Cleaning your Cups
• Make sure you are disinfecting, not just cleaning. A disinfectant has a D.I.N. number (Drug Identification Number) on the label regulated by Health Canada. Prepare yourself for Health Safety Inspections that may be conducted in your area.
• Be careful of harmful substances that could cause you or your clients to react negatively.
• Use effective quick disinfectants. You don’t want your cup cleaning to interfere with your massage practice.
• Have enough cups handy. To avoid rushing between clients, you may want to consider having 2-4 sets of cups at your disposition.
• Wash cups with hot water and dish soap, the dish soap dissolves dirt and oil. Let air dry or use a new, clean cloth to wipe dry.
• Make sure your cleaning clothes are clean and dry.
• Don’t use sponges. They are often damp, providing a breeding ground for bacteria. (Potentially carry more bacteria than a toilet seat)
Quick Cleaning Tip
• Does your cleaner have a DIN#? For proper sanitation and disinfection, be sure your cleaner has a DIN# labeled on your product and is not alcohol-based.
• Alcohol-based cleaners and Lysol wipes. They can dry out silicone cups; decreasing their longevity, leading to cracks.
• Washing cups in the dishwasher. This could cause the silicone to dry out and break over time.
• Baby wipes do not provide adequate sanitation.
• Wet wipes also transfer lint onto cups.
• Diluted mouthwash is not recommended as the percentage of alcohol to disinfect must be 60% or higher.
• Home-made sanitation products as their effectiveness to disinfect have not been proven or approved by Health Canada. (Example: To kill bacteria, the product must have the ability to cross the bacteria’s cell membrane.)

---+---

=== Task instructions ===
1 - Copy the cup-cleaning text from "Quick Cleaning Tip" to "is not alcohol-based.", renaming "cleaner" as "disinfectant" each time it appears.
2 - According to the cup-cleaning text, why shouldn't sponges be used?

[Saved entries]
---+---

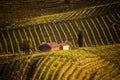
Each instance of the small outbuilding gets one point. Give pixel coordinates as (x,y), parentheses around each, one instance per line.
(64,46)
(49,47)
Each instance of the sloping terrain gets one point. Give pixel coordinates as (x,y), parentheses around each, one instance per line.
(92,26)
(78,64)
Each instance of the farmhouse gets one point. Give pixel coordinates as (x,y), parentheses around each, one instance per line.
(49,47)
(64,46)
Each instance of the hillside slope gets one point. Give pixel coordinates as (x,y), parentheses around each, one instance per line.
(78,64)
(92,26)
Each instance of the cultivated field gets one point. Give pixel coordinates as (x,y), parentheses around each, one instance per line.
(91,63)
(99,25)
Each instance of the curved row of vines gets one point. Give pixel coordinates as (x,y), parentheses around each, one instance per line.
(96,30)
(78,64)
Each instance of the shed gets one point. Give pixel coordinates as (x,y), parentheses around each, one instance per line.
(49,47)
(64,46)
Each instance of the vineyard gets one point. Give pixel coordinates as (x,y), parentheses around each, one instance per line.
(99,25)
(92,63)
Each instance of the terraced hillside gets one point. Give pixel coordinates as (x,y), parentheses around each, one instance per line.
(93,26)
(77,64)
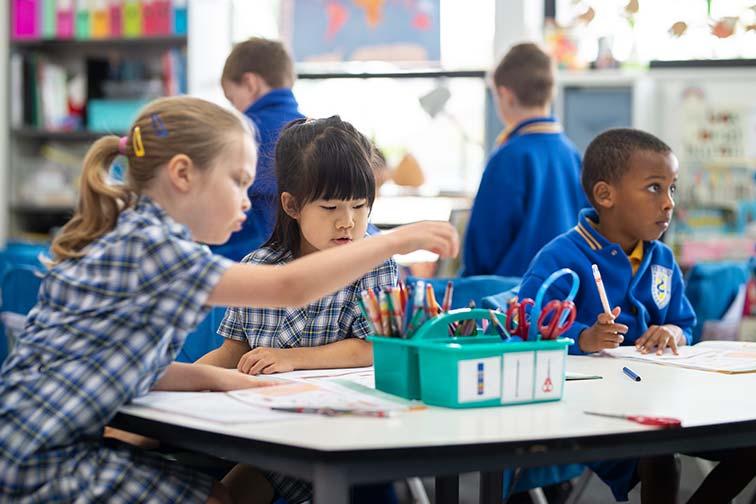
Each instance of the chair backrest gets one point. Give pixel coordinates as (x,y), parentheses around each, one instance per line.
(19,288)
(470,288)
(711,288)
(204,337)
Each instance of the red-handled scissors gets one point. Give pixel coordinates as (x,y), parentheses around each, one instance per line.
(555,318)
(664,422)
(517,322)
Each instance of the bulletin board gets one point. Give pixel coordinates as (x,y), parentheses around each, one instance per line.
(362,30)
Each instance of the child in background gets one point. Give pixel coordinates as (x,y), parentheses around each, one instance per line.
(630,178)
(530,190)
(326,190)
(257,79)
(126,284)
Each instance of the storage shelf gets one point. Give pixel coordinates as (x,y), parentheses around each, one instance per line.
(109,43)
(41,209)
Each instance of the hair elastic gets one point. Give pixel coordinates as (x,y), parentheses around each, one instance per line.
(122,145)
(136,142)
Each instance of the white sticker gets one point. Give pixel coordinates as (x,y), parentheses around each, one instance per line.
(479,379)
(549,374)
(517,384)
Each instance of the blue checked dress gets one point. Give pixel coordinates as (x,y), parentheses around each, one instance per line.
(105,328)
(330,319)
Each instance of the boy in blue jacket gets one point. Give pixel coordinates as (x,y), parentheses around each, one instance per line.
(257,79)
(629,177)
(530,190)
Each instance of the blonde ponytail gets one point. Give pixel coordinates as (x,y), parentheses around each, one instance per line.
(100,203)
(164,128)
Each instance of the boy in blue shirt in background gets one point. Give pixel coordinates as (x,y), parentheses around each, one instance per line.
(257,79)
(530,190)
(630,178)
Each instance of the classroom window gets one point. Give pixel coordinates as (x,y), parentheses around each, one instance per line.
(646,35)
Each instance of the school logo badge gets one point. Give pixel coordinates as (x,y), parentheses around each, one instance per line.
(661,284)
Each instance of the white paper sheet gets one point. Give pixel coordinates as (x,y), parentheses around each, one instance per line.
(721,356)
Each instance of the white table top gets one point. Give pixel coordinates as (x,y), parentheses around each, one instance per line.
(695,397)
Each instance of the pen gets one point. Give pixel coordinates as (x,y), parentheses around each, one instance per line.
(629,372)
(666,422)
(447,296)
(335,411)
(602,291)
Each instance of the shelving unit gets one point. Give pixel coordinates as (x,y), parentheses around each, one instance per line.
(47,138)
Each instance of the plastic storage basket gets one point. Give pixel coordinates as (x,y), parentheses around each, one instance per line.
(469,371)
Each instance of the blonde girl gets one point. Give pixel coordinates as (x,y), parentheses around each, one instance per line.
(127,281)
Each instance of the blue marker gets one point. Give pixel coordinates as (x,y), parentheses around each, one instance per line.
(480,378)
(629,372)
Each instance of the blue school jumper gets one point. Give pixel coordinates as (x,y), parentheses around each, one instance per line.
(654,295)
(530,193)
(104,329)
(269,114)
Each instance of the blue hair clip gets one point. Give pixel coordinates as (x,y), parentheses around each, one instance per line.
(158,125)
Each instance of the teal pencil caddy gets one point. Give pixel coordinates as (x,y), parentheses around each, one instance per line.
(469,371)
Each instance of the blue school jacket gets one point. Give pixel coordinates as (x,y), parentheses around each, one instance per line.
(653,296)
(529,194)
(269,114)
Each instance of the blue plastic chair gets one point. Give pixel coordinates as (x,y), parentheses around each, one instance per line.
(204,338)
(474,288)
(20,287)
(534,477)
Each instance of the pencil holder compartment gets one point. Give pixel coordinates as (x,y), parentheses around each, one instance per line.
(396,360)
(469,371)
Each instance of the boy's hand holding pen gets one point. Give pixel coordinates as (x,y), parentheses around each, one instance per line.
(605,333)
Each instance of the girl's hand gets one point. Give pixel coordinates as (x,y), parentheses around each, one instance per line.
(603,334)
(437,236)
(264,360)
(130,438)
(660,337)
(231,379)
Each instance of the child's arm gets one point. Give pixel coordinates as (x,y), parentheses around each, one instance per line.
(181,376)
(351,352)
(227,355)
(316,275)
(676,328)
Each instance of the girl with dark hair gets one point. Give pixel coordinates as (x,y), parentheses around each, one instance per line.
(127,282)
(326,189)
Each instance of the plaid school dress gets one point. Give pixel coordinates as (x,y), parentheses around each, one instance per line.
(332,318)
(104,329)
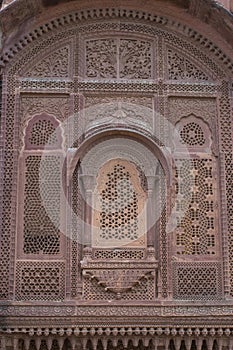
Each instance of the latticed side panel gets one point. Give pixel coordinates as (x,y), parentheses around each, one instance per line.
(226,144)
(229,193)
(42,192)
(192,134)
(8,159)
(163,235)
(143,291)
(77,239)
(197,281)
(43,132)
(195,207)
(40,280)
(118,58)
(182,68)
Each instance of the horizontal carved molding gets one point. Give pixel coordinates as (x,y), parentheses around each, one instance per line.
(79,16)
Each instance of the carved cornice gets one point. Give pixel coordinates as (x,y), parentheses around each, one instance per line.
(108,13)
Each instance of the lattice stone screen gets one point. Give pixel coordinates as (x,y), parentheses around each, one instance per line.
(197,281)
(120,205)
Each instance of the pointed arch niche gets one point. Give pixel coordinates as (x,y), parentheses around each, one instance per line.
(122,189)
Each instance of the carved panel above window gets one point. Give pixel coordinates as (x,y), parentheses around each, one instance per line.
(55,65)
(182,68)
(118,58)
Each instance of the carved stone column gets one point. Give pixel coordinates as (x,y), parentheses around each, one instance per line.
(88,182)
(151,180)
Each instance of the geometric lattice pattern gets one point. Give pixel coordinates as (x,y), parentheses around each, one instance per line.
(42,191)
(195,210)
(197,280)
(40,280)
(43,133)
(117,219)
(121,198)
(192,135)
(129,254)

---+---

=== Responses by item number ===
1 -
Quick Cleaning Tip
• Does your disinfectant have a DIN#? For proper sanitation and disinfection, be sure your disinfectant has a DIN# labeled on your product and is not alcohol-based.

2 - They are often damp, which provides a breeding ground for bacteria.